**What the task asks:**
Transcribe the records below exactly as they appear.

**Dataset extract:**

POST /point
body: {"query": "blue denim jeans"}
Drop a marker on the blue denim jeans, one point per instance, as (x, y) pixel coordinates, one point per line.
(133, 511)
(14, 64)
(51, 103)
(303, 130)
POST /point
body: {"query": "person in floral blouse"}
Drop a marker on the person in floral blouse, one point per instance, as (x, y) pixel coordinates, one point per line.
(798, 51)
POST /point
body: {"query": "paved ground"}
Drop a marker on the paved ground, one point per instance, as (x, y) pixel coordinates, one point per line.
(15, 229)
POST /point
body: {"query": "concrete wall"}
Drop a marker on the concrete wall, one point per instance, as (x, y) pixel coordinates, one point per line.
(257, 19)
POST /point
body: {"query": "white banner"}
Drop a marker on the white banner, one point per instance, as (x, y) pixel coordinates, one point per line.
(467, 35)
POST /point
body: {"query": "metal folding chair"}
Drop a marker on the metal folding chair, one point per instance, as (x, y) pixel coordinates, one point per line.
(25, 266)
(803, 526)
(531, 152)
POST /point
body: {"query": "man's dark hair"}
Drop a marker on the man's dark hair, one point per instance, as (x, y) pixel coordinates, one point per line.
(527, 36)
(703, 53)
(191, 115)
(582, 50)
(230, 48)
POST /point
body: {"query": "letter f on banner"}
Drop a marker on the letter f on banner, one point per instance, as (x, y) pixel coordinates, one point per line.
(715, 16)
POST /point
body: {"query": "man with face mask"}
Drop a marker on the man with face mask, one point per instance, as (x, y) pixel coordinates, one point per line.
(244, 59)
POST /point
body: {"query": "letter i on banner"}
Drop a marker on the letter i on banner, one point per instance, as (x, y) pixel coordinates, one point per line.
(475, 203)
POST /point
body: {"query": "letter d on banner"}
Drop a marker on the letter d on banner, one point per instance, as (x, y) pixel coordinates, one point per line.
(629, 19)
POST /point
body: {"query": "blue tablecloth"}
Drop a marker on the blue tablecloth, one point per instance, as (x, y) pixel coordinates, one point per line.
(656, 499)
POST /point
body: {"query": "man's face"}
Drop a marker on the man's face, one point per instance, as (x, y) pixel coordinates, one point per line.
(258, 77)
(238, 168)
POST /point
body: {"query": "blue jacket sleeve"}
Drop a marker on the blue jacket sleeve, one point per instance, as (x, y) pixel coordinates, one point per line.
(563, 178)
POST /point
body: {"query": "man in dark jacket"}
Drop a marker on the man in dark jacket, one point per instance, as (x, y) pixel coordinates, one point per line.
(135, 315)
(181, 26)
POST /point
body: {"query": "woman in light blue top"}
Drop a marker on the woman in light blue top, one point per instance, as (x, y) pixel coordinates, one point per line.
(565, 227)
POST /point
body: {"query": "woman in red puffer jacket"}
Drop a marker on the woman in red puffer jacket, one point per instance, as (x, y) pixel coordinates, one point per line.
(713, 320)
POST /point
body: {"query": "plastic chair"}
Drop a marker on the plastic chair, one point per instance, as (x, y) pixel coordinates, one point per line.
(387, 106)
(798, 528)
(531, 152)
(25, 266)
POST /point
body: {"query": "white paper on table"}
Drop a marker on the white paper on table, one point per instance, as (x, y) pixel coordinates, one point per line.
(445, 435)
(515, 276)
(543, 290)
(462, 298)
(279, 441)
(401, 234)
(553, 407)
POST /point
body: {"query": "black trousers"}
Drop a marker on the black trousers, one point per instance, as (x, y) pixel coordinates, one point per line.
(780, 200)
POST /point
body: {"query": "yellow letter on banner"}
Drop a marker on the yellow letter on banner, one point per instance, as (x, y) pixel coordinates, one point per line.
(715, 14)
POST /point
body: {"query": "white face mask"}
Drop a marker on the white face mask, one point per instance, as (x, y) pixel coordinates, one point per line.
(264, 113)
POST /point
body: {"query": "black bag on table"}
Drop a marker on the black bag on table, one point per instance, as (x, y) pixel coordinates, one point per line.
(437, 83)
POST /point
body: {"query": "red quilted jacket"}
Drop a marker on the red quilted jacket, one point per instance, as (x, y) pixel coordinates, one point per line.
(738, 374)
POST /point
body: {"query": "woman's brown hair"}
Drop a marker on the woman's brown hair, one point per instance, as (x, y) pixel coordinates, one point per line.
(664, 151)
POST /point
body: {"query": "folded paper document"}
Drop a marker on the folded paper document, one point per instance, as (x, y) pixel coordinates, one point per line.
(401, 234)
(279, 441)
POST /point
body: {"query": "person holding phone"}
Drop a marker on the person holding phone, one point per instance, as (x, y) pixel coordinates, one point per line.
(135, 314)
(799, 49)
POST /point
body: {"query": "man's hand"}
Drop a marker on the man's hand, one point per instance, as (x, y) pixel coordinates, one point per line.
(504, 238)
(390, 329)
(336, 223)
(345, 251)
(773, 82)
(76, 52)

**Solution:**
POST /point
body: {"query": "blue denim jeans"}
Drop a marker on the blue denim jeans, one point per instance, as (x, y) pixel coordinates, one point per line.
(133, 511)
(14, 64)
(51, 103)
(303, 130)
POST /point
body: {"query": "person in floral blouse"}
Drop a marker on the person in floral blouse, one point per instance, as (x, y) pixel coordinates, one point per line.
(798, 51)
POST /point
body: {"query": "paved ground"}
Drop a marker on the paved ground, one point per instance, as (x, y) pixel coordinates, one point per line.
(15, 229)
POST /point
body: {"query": "concrete wall"}
Drop a marker on the concrete wall, one point per instance, as (x, y) pixel coordinates, one point per line.
(257, 19)
POST /point
body: {"query": "white banner"}
Drop a marker on the white banner, one point per instance, as (x, y) pixel coordinates, one point per line.
(467, 35)
POST /point
body: {"query": "metal folding chair"}
Drop a marker on the metal folding chair, one point per instance, as (x, y) pixel coordinates, one point per line.
(25, 266)
(803, 526)
(531, 152)
POST /point
body: {"query": "man's dark hair"}
Drop a marker on the man's dark hair, one point per instance, as (x, y) pixel coordinates, one point per line.
(527, 36)
(703, 53)
(191, 115)
(582, 50)
(230, 48)
POST /point
body: {"query": "letter f on banner"}
Drop a marker on the letter f on banner, one point per instance, as (x, y) pixel coordinates, one point per line.
(715, 16)
POST /point
body: {"query": "man with face mask"}
Drop a marker on the man with face mask, one point per instance, as (x, y) pixel coordinates, one point per line.
(244, 59)
POST /point
body: {"query": "letter i on banner"}
Drop a marker on the letter i on banner, one point per instance, as (x, y) pixel coordinates, one point per line.
(475, 203)
POST /point
body: {"query": "letter d on banner"}
Drop a marker on the letter d on banner, one point per instance, as (x, y) pixel coordinates, one point per line.
(629, 19)
POST /point
body: {"query": "blue tablecloth"}
Drop a marker on the blue tablecloth, one point per instance, as (x, y) pixel coordinates, one point per line.
(656, 499)
POST /point
body: {"query": "man's face"}
Drop a marker on the man's face, one point per instance, as (x, y) pixel coordinates, one point per line.
(258, 77)
(238, 168)
POST /point
body: {"query": "blue jacket sleeve"}
Drop a marker on the blue jacket sleeve, one point per instance, as (x, y) pixel coordinates, one point per line.
(563, 178)
POST /point
body: {"query": "man in dark jacket"}
Drop a marker on the man in dark jacket, one point per instance, as (x, y) pixel coordinates, one point per line.
(135, 315)
(181, 26)
POST /point
body: {"query": "woman in light blue top"}
Drop a marker on the woman in light blue top, one point per instance, as (x, y) pixel coordinates, one point per line.
(565, 227)
POST /point
body: {"query": "woman in red puffer jacket"}
Drop a marker on the woman in red puffer jacket, one point per instance, as (x, y) pixel coordinates, one point per line.
(713, 320)
POST /point
body: {"query": "plastic chair"}
Drop a marker on the plastic chair, one point per instance, as (x, y) pixel coordinates, one point per line.
(387, 106)
(798, 528)
(531, 152)
(25, 266)
POST /point
body: {"query": "white paper on table"}
Drop a marker on the white paper on table, one point per instance, as (x, y) pixel coordinates, one point per line.
(445, 435)
(515, 276)
(543, 290)
(462, 298)
(279, 441)
(401, 234)
(553, 407)
POST /point
body: {"query": "black trousers"}
Drop a marker on the black trousers, one point per instance, as (x, y) pixel coordinates, one point per line.
(780, 200)
POST /point
body: {"query": "yellow letter on banner"}
Drop a marker on the yellow letter on banner, one point per instance, as (x, y) pixel coordinates, one point per line.
(715, 14)
POST /point
body: {"query": "white face mask"}
Drop a marker on the white face mask, one point per instance, as (x, y) pixel coordinates, one point per line.
(264, 113)
POST /point
body: {"query": "black bag on table"}
Drop a marker on the black bag on table, one point per instance, as (x, y) pixel coordinates, one point per line.
(437, 83)
POST /point
body: {"query": "red quilted jacket"}
Drop a marker on the red quilted jacket, one point per instance, as (x, y) pixel coordinates, one point per line.
(738, 374)
POST /point
body: {"query": "woman's brown hair"}
Drop a marker on the woman's brown hair, one point per instance, as (x, y) pixel coordinates, one point per line.
(664, 151)
POST /point
body: {"query": "folded paper document"}
Drop a marker on the folded paper document, one point per instance, as (x, y) pixel coordinates, one point per line.
(401, 234)
(279, 441)
POST /point
body: {"query": "person holding phone"}
Drop a marker on the person holding phone, one point per instance, as (x, y) pixel coordinates, one point per line.
(135, 314)
(799, 49)
POST /point
body: {"query": "man's hand"}
Drop a marker on the man's hand, one point per instance, as (x, y) pixel coordinates, one point per line.
(504, 238)
(390, 329)
(336, 223)
(345, 251)
(773, 82)
(76, 52)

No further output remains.